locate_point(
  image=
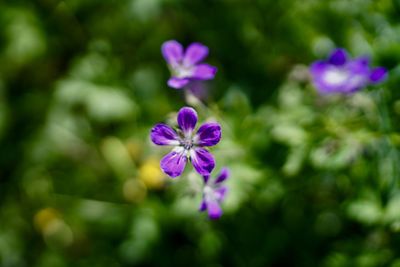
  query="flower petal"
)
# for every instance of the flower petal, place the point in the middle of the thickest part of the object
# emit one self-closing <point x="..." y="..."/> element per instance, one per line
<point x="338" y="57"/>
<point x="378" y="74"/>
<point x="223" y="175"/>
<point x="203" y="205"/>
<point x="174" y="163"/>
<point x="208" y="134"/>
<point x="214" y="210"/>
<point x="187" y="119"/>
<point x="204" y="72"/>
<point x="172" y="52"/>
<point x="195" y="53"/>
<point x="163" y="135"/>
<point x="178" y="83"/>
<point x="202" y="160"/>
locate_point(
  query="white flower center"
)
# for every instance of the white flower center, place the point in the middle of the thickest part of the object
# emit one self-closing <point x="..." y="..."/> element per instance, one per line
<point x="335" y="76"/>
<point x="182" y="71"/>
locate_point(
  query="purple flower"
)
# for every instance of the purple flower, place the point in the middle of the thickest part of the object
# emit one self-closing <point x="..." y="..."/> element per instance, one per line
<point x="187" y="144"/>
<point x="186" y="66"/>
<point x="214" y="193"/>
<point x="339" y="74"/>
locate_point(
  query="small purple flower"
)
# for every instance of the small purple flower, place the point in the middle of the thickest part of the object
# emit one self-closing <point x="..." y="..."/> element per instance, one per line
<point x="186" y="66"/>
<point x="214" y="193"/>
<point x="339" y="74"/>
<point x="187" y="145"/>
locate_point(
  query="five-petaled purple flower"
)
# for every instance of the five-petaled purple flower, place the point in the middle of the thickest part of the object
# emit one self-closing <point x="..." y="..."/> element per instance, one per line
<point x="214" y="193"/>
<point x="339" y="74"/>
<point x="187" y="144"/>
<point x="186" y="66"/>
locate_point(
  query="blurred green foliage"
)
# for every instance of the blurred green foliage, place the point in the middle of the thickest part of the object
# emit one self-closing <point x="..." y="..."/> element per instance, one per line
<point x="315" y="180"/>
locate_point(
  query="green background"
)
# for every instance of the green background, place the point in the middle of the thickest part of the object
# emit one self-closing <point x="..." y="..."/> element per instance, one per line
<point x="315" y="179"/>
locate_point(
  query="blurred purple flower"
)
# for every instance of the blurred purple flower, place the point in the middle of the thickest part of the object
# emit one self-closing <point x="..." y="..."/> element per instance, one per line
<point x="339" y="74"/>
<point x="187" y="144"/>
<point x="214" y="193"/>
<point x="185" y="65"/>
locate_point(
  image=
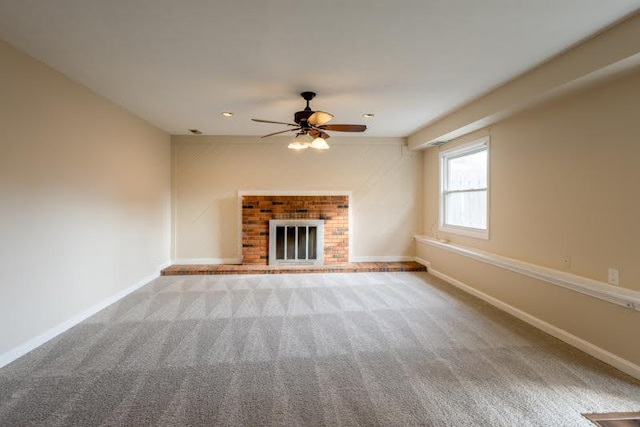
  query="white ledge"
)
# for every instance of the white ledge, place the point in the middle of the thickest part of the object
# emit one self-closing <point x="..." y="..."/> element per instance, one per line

> **About this task**
Pictures are to be left out; everything else in the entries is reproduced verbatim.

> **Task result**
locate_point(
  image=
  query="flower petal"
)
# for every instance of the flower petal, place the point in the middle of the thickest part of the object
# emit one self-closing <point x="..." y="..."/> element per instance, one per line
<point x="338" y="57"/>
<point x="378" y="74"/>
<point x="223" y="175"/>
<point x="203" y="205"/>
<point x="174" y="163"/>
<point x="208" y="134"/>
<point x="214" y="210"/>
<point x="187" y="119"/>
<point x="204" y="72"/>
<point x="172" y="52"/>
<point x="195" y="53"/>
<point x="163" y="135"/>
<point x="178" y="83"/>
<point x="202" y="160"/>
locate_point(
  query="white flower center"
)
# for every instance of the white flower center, place the point in the middle of the thickest part of the object
# emit one self-closing <point x="..." y="..."/> element per instance, one per line
<point x="335" y="76"/>
<point x="182" y="71"/>
locate_point(
  query="purple flower"
)
# for every instance of the purple flower, place the point in the middle of the thickest part of the object
# emit one self-closing <point x="..." y="..."/> element per instance, one per line
<point x="187" y="144"/>
<point x="186" y="66"/>
<point x="214" y="193"/>
<point x="339" y="74"/>
locate_point(
  query="small purple flower"
)
# for every instance of the small purple flower, place the point in the middle of the thickest part of the object
# emit one self-closing <point x="..." y="..."/> element per instance, one per line
<point x="186" y="66"/>
<point x="214" y="193"/>
<point x="339" y="74"/>
<point x="187" y="145"/>
locate_point(
  query="five-petaled purple flower"
)
# for every instance of the five-petaled purple flower, place the point in the middle of the thickest part of the object
# emit one self-closing <point x="..." y="..."/> element per instance, one per line
<point x="214" y="193"/>
<point x="339" y="74"/>
<point x="187" y="144"/>
<point x="186" y="66"/>
locate_point(
  query="blurred green foliage"
)
# for every instance of the blurred green foliage, place the point in the middle of the thickest part of the object
# emit one self-closing <point x="..." y="..."/> element per instance, one per line
<point x="315" y="180"/>
locate_point(
  query="green background"
)
# for every instance of the green background, place the point in the middle of the thickest part of the object
# emit one self-closing <point x="..." y="..."/> element per instance, one per line
<point x="315" y="179"/>
locate_point(
  query="blurred purple flower"
)
# for every instance of the blurred purple flower, place the point in the middle of the thickest part of the object
# emit one self-closing <point x="..." y="..."/> element per instance, one per line
<point x="339" y="74"/>
<point x="187" y="144"/>
<point x="214" y="193"/>
<point x="185" y="65"/>
locate_point(
  image=
  query="white ledge"
)
# for every instance of the white ledge, place the point in the middle of the thickest part of the object
# emit one self-closing <point x="..." y="..."/> element per instance, one per line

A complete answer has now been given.